──────── PASSAGE FOR REVIEW

When he crosses the finish line, he shouts with all his remaining strength. “FOR GREECE”.

The story is on the front page of all the big American and Greek newspapers. LIFE magazine puts a full-page picture showing the crowned winner of Boston. Children’s comic books run two pages with the story.

After the race, he is offered many contracts to become a professional runner. Being a handsome fellow, Hollywood does not miss the opportunity, and MGM offers him big money for a 10-year contract to make movies.

Kyriakides declines all.

He asks permission from his employers and the Greek government to remain in America for a while and starts touring the big cities of the northeast of the US, asking people to help Greece.

Americans are fascinated by the Greek who asks nothing for himself and responds.

Donations started pouring in from ordinary people. Schoolchildren offer their pocket money.

The president of the United States hears the story and invites Kyriakides to the White House.

He has an audience of 1.5 hours with the Chief of Staff, who hears his emotional story.

The US President authorizes special assistance for Greece that they name “the Kyriakides aid package”

The aid package contained, large amounts of grain, dry and tinned food, livestock, medicine, blankets, tents, secondhand cloths shoes and other needed items, and together with 250,000 dollars, that he managed to collect from the people's donations, they were sent to Greece.

────────────────
──────── SUPPLIED RECORDS

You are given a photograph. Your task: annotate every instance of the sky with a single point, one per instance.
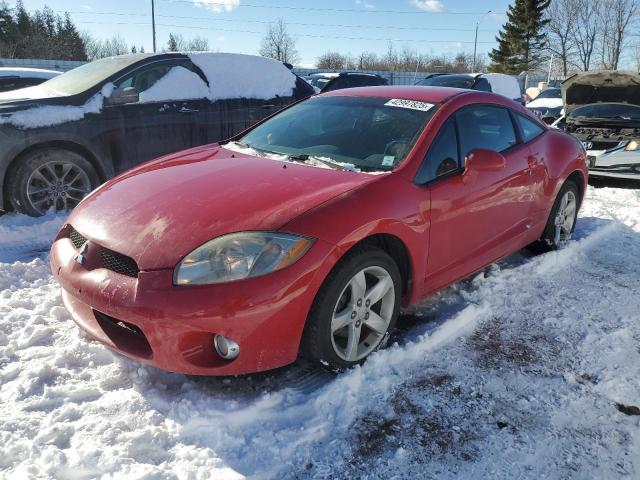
(347, 26)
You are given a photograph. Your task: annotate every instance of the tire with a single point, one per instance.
(557, 233)
(365, 317)
(51, 178)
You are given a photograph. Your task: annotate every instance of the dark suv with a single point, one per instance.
(61, 139)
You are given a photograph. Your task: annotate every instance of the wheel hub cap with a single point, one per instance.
(362, 314)
(58, 185)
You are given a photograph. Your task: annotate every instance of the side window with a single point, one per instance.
(528, 128)
(485, 127)
(130, 88)
(482, 85)
(442, 157)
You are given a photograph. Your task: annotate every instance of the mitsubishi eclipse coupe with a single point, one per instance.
(307, 233)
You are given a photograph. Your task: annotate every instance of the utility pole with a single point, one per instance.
(475, 43)
(153, 24)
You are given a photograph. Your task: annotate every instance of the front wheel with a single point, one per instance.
(50, 178)
(562, 219)
(355, 309)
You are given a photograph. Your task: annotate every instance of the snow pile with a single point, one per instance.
(49, 115)
(524, 371)
(233, 75)
(178, 84)
(22, 236)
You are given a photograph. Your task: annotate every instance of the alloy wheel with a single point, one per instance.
(363, 313)
(58, 185)
(565, 218)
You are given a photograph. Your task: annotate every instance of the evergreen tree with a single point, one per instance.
(522, 39)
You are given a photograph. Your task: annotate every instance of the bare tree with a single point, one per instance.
(617, 17)
(198, 44)
(562, 16)
(278, 44)
(110, 47)
(331, 60)
(586, 28)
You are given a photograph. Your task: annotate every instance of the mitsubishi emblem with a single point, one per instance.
(79, 258)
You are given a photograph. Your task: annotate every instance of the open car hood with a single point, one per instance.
(602, 86)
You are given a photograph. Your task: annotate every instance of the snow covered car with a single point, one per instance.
(14, 78)
(62, 138)
(499, 83)
(305, 235)
(547, 105)
(602, 110)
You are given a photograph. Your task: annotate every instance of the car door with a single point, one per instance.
(476, 217)
(532, 134)
(143, 122)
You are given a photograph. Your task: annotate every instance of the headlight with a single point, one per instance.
(240, 255)
(632, 146)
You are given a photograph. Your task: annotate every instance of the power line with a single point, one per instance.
(377, 27)
(297, 34)
(317, 9)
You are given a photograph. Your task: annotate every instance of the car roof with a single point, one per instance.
(404, 92)
(27, 72)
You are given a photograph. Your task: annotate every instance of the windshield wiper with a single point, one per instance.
(304, 157)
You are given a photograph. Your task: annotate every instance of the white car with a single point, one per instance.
(499, 83)
(15, 78)
(548, 105)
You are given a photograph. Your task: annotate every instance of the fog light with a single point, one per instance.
(226, 348)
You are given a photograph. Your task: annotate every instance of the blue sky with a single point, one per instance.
(347, 26)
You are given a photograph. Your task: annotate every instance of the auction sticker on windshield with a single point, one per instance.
(412, 104)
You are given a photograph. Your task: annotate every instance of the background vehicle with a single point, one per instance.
(499, 83)
(306, 235)
(64, 137)
(602, 110)
(547, 105)
(14, 78)
(326, 82)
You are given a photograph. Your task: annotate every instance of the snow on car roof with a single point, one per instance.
(27, 72)
(233, 75)
(406, 92)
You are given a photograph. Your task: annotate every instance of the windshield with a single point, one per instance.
(372, 134)
(84, 77)
(617, 111)
(550, 93)
(454, 81)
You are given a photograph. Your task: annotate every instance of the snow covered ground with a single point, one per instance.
(530, 370)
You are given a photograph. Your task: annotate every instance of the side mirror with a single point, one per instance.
(123, 96)
(483, 160)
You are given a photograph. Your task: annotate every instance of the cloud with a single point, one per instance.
(218, 6)
(429, 5)
(365, 4)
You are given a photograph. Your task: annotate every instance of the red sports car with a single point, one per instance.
(307, 233)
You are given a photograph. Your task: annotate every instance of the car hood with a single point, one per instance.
(602, 86)
(159, 212)
(545, 103)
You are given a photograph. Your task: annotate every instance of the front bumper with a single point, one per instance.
(615, 163)
(149, 319)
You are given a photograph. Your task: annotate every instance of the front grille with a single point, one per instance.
(114, 261)
(76, 238)
(118, 263)
(125, 336)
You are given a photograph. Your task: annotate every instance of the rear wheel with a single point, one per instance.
(355, 309)
(50, 178)
(562, 219)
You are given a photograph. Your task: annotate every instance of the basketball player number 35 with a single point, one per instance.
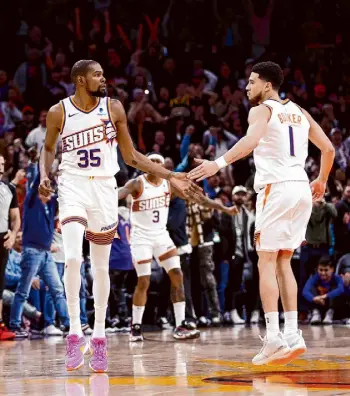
(89, 158)
(291, 141)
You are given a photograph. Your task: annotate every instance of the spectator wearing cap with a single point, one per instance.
(342, 225)
(318, 240)
(342, 154)
(236, 234)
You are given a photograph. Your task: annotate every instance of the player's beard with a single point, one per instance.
(99, 93)
(256, 99)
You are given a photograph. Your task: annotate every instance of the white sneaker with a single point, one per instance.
(52, 331)
(328, 319)
(236, 319)
(296, 344)
(316, 317)
(275, 351)
(255, 317)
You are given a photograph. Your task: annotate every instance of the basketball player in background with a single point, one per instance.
(278, 133)
(91, 125)
(150, 238)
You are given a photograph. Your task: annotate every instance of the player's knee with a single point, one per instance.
(176, 277)
(171, 264)
(143, 283)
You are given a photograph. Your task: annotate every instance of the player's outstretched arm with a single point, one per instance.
(54, 123)
(321, 141)
(179, 182)
(132, 187)
(212, 204)
(258, 118)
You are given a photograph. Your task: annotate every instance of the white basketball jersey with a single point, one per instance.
(282, 151)
(149, 213)
(89, 140)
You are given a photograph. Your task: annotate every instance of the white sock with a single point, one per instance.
(72, 235)
(179, 311)
(290, 322)
(137, 314)
(272, 324)
(99, 255)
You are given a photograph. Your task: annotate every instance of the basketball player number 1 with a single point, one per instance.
(291, 141)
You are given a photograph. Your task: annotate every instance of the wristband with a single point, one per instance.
(221, 163)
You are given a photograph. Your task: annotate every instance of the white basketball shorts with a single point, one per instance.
(143, 249)
(283, 211)
(91, 201)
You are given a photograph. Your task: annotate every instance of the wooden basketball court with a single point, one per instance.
(218, 363)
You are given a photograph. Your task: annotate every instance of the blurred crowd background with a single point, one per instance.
(180, 69)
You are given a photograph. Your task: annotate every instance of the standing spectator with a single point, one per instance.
(38, 228)
(321, 291)
(342, 225)
(36, 137)
(9, 216)
(318, 241)
(236, 232)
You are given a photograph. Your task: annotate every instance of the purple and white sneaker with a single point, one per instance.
(76, 347)
(98, 350)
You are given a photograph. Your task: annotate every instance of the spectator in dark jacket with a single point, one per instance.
(38, 228)
(321, 292)
(342, 225)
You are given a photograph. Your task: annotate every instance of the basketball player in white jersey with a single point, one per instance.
(278, 133)
(91, 125)
(150, 238)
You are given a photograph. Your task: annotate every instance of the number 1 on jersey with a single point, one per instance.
(291, 141)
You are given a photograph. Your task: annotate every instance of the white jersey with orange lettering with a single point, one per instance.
(281, 153)
(149, 214)
(284, 201)
(89, 140)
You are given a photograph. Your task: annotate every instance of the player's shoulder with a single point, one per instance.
(260, 112)
(56, 114)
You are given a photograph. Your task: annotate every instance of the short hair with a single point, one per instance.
(80, 68)
(270, 72)
(325, 261)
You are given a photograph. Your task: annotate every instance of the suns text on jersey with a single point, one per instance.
(154, 203)
(289, 118)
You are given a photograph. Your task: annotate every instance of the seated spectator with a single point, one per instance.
(322, 290)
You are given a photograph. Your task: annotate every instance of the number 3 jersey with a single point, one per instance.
(149, 211)
(281, 153)
(89, 140)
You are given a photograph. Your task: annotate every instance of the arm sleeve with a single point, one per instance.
(339, 290)
(307, 291)
(184, 146)
(14, 201)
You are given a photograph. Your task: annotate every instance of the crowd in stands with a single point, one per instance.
(180, 70)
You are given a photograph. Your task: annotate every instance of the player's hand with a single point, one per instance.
(318, 189)
(45, 188)
(9, 238)
(183, 187)
(36, 283)
(204, 170)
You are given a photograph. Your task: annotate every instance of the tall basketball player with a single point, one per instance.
(91, 125)
(278, 133)
(150, 238)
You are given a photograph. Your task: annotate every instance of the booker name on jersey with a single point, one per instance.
(282, 151)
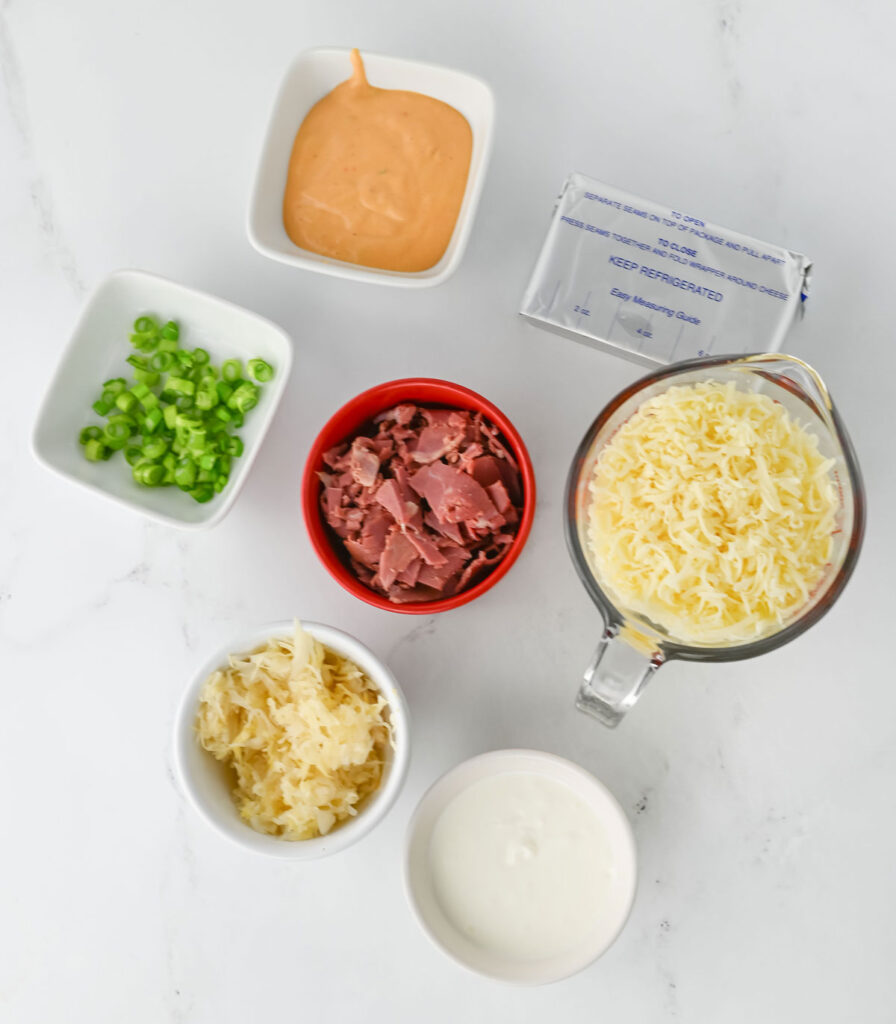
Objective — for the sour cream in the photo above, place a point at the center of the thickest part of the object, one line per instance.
(522, 866)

────────────────

• [WORK TASK 1]
In the passage about Kyriakides, which studio offered him a 10-year contract to make movies?
• [WORK TASK 2]
Translate this sentence from the passage about Kyriakides into Spanish: "Schoolchildren offer their pocket money."
None of the entries is needed here.

• [TASK RESPONSE 1]
MGM

• [TASK RESPONSE 2]
Los escolares ofrecen su dinero de bolsillo.